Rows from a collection
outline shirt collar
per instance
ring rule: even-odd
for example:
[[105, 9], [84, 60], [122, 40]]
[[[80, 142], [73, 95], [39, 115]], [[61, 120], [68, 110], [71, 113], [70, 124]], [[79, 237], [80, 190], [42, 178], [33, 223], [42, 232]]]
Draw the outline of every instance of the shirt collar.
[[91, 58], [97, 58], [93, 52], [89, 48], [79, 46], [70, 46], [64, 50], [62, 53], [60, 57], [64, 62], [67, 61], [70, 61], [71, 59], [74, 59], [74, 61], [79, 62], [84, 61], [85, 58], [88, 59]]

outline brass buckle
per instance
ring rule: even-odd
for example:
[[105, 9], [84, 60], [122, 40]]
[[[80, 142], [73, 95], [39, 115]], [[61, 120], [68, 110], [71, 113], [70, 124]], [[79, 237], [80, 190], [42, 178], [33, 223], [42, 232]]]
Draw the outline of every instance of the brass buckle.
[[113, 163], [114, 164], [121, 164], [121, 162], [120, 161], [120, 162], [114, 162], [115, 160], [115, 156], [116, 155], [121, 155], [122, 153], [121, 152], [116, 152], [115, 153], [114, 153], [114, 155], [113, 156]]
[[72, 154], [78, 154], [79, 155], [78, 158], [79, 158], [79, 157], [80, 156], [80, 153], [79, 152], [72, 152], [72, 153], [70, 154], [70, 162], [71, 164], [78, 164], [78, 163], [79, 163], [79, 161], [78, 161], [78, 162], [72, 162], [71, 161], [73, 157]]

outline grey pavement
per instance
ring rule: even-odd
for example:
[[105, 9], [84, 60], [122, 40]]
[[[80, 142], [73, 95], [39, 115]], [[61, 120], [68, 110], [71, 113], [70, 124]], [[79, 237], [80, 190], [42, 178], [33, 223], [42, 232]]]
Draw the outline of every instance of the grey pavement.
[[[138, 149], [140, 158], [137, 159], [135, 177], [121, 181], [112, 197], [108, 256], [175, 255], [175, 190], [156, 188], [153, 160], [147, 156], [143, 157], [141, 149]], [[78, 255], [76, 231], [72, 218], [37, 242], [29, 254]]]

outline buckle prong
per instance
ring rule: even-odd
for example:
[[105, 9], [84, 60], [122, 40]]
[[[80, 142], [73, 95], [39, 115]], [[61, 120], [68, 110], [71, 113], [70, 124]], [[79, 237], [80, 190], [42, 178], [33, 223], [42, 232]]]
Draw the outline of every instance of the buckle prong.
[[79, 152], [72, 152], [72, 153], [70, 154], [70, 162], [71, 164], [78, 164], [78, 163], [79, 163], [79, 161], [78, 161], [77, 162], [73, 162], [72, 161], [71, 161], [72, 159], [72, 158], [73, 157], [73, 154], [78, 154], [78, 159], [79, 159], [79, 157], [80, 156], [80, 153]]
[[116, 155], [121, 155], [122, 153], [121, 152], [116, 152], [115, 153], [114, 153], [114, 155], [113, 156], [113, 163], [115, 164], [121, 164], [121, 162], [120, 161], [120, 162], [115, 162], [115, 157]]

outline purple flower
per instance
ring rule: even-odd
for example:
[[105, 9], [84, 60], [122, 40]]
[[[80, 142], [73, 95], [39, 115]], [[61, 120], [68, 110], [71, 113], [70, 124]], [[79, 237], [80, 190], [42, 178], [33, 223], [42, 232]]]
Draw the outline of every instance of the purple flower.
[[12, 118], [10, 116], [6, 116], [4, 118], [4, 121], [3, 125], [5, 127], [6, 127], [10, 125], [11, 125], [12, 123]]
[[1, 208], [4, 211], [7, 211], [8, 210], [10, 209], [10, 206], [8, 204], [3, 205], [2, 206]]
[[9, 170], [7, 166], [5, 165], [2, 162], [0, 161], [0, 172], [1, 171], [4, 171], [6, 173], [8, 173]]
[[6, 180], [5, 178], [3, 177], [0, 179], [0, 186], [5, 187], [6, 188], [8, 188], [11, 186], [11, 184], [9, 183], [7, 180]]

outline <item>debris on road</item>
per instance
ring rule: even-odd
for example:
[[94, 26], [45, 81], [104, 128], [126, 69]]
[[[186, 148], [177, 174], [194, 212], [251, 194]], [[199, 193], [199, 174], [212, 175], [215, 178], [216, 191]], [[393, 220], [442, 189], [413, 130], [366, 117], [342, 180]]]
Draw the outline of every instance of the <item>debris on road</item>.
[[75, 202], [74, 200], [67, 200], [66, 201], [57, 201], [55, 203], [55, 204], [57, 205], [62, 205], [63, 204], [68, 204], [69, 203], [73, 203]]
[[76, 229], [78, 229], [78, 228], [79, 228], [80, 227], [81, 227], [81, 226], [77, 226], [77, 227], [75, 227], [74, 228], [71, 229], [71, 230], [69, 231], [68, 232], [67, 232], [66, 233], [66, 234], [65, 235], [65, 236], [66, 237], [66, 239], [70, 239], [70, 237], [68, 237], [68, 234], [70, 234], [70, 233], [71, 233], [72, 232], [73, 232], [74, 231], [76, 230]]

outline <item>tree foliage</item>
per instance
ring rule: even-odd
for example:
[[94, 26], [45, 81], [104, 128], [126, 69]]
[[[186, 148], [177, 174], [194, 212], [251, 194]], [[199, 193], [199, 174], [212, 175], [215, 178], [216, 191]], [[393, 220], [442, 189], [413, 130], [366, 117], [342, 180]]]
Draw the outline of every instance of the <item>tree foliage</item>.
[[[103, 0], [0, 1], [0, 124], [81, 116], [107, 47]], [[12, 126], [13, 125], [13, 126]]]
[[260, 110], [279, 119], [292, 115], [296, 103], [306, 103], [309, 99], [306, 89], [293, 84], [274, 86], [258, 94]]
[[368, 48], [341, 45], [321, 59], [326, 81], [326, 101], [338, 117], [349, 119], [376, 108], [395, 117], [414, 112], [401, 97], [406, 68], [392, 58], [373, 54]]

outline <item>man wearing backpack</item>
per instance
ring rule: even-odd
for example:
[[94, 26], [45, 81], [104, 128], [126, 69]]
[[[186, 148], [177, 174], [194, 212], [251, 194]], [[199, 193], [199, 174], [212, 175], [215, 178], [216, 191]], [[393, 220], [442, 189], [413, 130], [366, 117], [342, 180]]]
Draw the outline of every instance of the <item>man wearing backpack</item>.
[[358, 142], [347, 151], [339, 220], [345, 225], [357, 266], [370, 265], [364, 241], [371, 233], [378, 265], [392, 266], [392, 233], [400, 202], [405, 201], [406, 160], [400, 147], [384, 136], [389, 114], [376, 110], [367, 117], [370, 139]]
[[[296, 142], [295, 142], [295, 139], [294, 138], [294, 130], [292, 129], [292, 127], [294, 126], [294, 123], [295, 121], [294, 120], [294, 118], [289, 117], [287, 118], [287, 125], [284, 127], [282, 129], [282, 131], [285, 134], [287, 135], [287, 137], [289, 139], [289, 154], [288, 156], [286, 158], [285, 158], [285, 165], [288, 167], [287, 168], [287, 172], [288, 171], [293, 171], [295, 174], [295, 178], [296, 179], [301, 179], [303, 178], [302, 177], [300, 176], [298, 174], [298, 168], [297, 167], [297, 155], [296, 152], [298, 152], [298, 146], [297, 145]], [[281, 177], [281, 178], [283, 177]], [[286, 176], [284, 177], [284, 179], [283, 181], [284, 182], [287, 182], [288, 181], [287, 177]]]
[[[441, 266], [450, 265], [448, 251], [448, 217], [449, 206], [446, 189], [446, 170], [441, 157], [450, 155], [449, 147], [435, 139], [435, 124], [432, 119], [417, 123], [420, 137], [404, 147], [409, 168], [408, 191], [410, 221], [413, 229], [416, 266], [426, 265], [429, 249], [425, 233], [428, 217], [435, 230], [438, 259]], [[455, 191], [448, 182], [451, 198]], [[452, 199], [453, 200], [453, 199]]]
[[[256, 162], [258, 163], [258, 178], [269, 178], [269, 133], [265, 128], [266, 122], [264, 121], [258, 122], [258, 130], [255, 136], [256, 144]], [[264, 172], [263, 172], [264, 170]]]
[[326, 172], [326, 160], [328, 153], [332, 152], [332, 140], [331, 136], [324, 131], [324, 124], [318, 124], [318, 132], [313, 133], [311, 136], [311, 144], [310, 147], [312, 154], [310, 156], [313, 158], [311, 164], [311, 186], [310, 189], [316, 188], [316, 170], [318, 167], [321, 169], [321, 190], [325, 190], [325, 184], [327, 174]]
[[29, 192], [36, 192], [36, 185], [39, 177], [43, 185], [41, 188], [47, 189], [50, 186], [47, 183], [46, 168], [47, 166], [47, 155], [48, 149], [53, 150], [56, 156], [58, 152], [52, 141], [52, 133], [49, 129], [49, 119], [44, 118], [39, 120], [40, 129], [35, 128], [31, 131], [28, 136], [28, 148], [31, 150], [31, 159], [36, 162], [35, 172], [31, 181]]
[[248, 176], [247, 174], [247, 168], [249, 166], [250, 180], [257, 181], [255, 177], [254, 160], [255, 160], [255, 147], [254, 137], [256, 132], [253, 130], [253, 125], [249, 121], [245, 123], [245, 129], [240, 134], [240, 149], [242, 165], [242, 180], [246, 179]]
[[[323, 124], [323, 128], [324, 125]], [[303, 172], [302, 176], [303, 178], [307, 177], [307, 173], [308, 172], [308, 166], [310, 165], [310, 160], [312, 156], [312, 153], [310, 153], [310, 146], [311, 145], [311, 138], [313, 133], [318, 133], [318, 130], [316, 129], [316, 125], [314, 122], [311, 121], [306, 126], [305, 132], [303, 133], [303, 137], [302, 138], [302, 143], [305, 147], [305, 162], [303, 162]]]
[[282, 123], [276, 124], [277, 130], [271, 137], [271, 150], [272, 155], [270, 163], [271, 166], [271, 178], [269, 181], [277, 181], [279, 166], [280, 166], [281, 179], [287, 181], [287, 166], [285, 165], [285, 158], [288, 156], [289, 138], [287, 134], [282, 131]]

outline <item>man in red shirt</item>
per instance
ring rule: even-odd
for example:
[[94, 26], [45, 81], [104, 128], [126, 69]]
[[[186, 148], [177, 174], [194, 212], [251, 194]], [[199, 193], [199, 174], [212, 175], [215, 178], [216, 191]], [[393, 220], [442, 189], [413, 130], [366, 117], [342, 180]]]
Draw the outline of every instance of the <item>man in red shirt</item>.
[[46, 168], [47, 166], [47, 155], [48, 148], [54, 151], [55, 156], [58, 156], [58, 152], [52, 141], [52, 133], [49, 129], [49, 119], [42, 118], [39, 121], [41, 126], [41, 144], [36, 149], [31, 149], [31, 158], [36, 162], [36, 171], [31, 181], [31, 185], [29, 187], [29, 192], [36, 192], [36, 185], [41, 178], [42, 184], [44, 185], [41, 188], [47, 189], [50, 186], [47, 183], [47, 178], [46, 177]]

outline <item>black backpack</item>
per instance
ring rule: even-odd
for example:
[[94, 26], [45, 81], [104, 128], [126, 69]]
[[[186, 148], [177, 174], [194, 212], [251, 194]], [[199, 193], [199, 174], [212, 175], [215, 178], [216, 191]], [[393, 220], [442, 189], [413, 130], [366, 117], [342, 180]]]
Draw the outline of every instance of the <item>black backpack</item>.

_WHAT IS ASKED_: Please rewrite the rows above, starting with the first line and going on through the line containing "58], [88, 59]]", requests included. Scale every polygon coordinate in the answers by 1.05 and round to whole numbers with halves going up, leaving the numbers in the requests and their format samples as they are.

_WRITTEN ANSWER_:
outline shirt collar
per instance
ring rule: even-odd
for example:
[[105, 9], [84, 60], [122, 40]]
[[[80, 142], [73, 95], [39, 115]], [[61, 120], [68, 110], [71, 113], [70, 124]], [[79, 237], [80, 190], [42, 178], [33, 223], [42, 232]]]
Draw the outline of every instance of the shirt collar.
[[96, 61], [102, 61], [98, 55], [93, 50], [83, 48], [74, 48], [67, 53], [65, 56], [63, 60], [67, 65], [70, 64], [74, 64], [75, 62], [78, 62], [78, 64], [83, 65], [88, 64], [89, 61], [92, 62]]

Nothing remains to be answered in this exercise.